═══ Text block

Sorry, sorry—Dave the Tech Translator butting in again. Here’s something else techies do: They give network speeds in gigabits per second, instead of the measurement you probably know from your phone or computer, gigabytes. If you’re scoring at home, one gigabyte contains eight gigabits. So when they say the top speed of USB was five gigabits per second, that means you could transfer a file in one second whose size is 5/8ths of a gigabyte. 

And if all that makes your eyes glaze over, just forget it. 

BRAD: So we never really sat idle. We’ve always generally looked at improvements in silicon technology to drive the improvements in the signaling methods across the wires, whether it be Ethernet, USB, storage. But eventually it’s going to run out on us, you know.  

By 2012, the speed of USB had indeed run out. The world wanted faster. Faster machines, faster transfer over cables. 

POGUE: It sounds like the impetus for starting from scratch was speed—performance—but obviously there are a whole bunch of other birds you wanted to hit with this one stone. Can you rattle off the complete number of design goals you had for this new spec? 

BRAD: We wanted to make sure we had something that would last for ten, 15, 20 years. So we had to set some lofty goals about where it was going to go. So: data, power, obviously the ability to flip it. Changing both ends of the cable.  

And then size, of course, size was a critical thing. Micro-B was kind of the benchmark for small. 

Micro-B is the charging connector on a lot of older Android phones. 

Brad: Quite frankly, we didn’t quite make it that small. But the reasoning is because what we made was a lot more robust.  

The computer manufacturers on the committee wanted a jack that’d be so rugged, it wouldn’t snap if you shoved the back of the PC against the wall, the way USB Micro-B might.

JEFF: That connector was not mechanically strong enough to support anything other than a cell phone. That connector might, in fact, break because of the way it was designed. And so that—that mechanical part of it forced part of a redesign or an updated design. 

POGUE: Yeah. So not just small, but small and sturdy. 

BRAD: Right. Correct. 

POGUE: Yeah.

All right. So imagine it’s 2012. Barack Obama is President, Hurricane Sandy blasts the East Coast, the Encyclopedia Britannica ceases publication after 246 years. And Jeff and Brad think it’s time to retire the beloved—and behated—USB standard.

BRAD: We went in with a proposal and said, “guys,  isn’t this the right time to get started on—on this proposal?” And it took the better part of two years from bringing up the original idea to actually publishing a specification that’s dated August of 2014. 

It was time to bring together the brightest engineering minds from all the different electronics companies. “USB Implementers’ Forum—assemble!”

About 70 of these engineers began to meet in person about every six weeks. Their mission: To replace the aging USB connector with something newer, faster, and much easier to use.

BRAD: There’s a process, obviously, right? We parsed out some of the work to subcommittees. Like the Connector and Cable had a separate little group that focused really on the drawings and the mechanical requirements. And another group focused on the electrical signaling performance. And then I ran the group that brought it all together and talked about the protocol and making it function properly. 

JEFF: You have these large companies that have the dollars and have the staff where they can dedicate people to a standards work. And then you have a startup where they’re washing the dishes and they’re mopping the floor and they’re also designing a product in the other room. So all of those things  make sure you haven’t missed anything, right, for the most part, right? You need big companies and you need small startup companies and everything in between, right?

══════
═══ Supplied data

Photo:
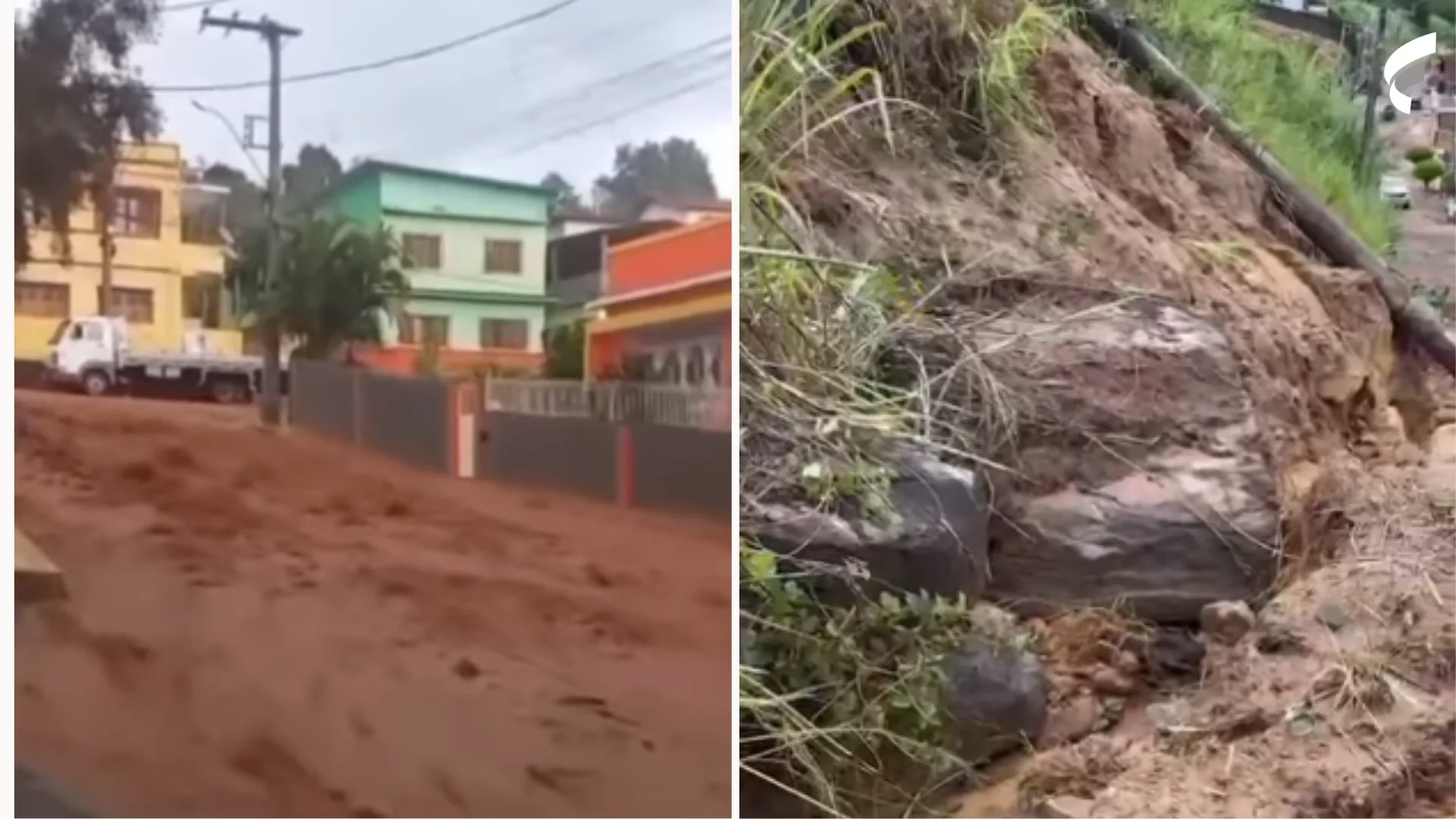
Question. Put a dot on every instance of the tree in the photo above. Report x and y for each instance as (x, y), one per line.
(77, 96)
(335, 281)
(566, 194)
(676, 169)
(566, 350)
(309, 177)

══════

Written task:
Answer these questions from the USB transcript:
(a) How many gigabits are in one gigabyte?
(b) What month and year is the published specification dated?
(c) About how often did the roughly 70 engineers meet in person?

Correct output:
(a) Eight.
(b) August 2014.
(c) About every six weeks.